# FS: Fluval Chi



## Claudia (Apr 21, 2010)

I have a 5g fluval chi brand new in box never open, i would love to set it up but i decided to sell it so i can buy stuff i need for the tanks i have all ready running $60 for a brand new one in box


----------



## keitarosan (Apr 21, 2010)

considering a trade as well???


----------



## Claudia (Apr 21, 2010)

Not really because i need the money to buy stuff for my 72g


----------



## keitarosan (Apr 21, 2010)

ok. i guess i have to sell some stuff too so i can buy this.


----------



## Claudia (Apr 21, 2010)

Sunday bump


----------



## Claudia (Apr 21, 2010)

On hold...


----------



## Nephrus (Apr 2, 2011)

If the person doesn't take it can you PM me I have a friend who might take it


----------



## Claudia (Apr 21, 2010)

Nephrus said:


> If the person doesn't take it can you PM me I have a friend who might take it


Sure, is on hold for friday so i will let u know if doesnt fall through


----------



## Nephrus (Apr 2, 2011)

ok thanks a lot lemme know if its sold or not either way thanks again


----------



## Claudia (Apr 21, 2010)

Havent heard from the member that i am holding it for so i guess is up for sale again


----------



## jakz0rz (Mar 21, 2011)

*fluval chi*

Hi there,

Please give me a call 604-761-0332 or email [email protected] when you can.

I am looking to get this asap. Need to pick up tonight or tomorrow latest.

thanks


----------



## Claudia (Apr 21, 2010)

Sunday bump


----------



## Claudia (Apr 21, 2010)

Friday bump


----------



## Claudia (Apr 21, 2010)

Going to keep it for my shrimps


----------

┄┄┄┄┄┄

◆ CHALLENGE A: How many lines in the records contain the string "door", counting only matches with the same case? Reply with the number alone.
The forum thread has nothing to do with the records.

◆ INPUT DATA:
┄┄┄┄┄┄

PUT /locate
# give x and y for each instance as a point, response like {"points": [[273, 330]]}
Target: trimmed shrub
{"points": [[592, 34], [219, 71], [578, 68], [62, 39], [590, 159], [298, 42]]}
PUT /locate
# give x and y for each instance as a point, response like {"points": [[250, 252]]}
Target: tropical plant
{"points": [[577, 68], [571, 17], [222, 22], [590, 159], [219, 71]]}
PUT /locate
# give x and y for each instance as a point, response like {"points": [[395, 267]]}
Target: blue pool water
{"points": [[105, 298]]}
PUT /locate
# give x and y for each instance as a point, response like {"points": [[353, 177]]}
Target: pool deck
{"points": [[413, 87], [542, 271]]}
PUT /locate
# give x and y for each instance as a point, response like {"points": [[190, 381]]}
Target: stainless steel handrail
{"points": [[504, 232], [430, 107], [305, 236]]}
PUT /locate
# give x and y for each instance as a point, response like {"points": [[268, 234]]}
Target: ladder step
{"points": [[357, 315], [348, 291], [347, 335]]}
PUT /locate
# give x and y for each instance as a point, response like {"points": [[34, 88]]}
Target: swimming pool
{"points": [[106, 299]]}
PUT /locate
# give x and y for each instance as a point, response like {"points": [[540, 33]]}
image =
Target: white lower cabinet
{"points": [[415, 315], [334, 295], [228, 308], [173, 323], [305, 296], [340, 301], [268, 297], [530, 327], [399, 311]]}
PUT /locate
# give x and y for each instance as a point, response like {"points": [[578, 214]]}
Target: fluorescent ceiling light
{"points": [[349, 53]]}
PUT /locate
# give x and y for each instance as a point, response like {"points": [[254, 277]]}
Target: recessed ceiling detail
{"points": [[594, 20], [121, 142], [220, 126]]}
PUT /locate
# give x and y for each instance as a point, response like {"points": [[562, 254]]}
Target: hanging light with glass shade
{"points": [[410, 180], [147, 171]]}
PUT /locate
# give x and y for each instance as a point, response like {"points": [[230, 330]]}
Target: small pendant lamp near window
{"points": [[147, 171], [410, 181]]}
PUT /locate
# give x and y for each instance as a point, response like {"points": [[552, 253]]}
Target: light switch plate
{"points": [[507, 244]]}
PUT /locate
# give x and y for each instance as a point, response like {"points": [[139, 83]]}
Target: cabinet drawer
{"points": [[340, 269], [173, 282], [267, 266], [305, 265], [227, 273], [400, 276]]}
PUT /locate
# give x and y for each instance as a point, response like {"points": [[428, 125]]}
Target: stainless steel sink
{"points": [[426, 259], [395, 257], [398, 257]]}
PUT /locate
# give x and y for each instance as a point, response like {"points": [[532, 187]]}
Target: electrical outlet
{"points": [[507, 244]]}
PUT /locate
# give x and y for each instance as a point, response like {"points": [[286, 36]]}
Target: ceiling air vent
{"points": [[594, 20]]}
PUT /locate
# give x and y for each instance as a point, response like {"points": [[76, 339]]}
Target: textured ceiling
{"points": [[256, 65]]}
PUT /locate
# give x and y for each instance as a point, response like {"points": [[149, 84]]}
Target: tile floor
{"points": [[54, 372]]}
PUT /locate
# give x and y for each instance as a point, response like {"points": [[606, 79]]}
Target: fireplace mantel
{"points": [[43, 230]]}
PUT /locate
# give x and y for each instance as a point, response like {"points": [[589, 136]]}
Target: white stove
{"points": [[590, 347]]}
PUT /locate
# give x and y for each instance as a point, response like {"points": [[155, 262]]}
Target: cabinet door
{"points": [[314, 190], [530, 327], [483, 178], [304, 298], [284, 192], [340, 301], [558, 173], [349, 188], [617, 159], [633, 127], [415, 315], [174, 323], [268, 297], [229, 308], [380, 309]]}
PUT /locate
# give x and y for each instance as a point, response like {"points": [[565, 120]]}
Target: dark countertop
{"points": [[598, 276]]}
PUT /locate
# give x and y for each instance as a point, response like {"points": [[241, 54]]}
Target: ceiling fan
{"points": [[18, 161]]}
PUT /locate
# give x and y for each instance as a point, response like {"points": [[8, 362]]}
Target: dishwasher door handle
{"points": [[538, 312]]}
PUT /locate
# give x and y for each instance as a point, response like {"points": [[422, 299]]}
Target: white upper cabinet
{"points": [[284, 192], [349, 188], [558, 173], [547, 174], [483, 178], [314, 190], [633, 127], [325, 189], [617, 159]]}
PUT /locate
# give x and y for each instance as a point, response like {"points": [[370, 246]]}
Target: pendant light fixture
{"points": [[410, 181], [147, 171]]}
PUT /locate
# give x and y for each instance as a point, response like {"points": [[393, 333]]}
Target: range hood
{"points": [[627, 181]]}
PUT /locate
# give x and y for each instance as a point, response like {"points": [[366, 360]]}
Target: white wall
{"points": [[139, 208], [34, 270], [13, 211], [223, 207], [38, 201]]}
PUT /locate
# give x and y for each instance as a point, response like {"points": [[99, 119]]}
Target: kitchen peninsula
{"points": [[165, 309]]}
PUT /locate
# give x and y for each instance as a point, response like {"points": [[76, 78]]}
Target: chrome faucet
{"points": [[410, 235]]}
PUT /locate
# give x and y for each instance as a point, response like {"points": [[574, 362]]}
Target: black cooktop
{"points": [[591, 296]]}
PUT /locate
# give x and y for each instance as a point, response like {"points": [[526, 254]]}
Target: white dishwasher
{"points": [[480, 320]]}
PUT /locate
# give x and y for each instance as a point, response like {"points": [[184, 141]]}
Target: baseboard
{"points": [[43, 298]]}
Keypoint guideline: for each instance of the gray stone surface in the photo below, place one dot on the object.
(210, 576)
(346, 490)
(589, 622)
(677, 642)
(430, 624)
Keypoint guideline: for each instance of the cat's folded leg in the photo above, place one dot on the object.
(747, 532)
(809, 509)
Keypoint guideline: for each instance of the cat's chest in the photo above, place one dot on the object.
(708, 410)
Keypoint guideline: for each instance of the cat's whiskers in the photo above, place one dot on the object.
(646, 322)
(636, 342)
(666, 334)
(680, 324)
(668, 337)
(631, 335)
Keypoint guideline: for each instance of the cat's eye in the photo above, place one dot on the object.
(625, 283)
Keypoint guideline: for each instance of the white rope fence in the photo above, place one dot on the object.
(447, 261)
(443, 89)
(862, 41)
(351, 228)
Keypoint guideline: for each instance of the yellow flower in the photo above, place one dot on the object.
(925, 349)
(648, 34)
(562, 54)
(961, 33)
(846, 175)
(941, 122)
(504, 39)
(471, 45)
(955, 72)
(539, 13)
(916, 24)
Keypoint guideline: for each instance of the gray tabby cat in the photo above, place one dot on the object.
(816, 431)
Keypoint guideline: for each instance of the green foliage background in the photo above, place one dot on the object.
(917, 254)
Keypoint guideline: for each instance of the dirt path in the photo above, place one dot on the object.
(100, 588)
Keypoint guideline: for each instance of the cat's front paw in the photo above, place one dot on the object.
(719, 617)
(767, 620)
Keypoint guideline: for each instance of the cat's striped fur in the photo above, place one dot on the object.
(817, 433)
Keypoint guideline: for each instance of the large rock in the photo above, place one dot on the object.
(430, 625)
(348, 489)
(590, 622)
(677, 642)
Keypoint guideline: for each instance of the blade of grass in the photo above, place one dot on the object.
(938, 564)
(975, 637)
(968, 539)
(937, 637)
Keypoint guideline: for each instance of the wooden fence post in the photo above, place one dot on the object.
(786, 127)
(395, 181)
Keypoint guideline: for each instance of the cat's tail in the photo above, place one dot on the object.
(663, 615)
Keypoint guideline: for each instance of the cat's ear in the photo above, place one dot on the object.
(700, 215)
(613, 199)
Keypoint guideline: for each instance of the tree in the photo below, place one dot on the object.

┄┄┄┄┄┄

◆ CHALLENGE B: In the forum thread, what price does Claudia ask for the Fluval Chi?

◆ TASK ANSWER A: 2

◆ TASK ANSWER B: $60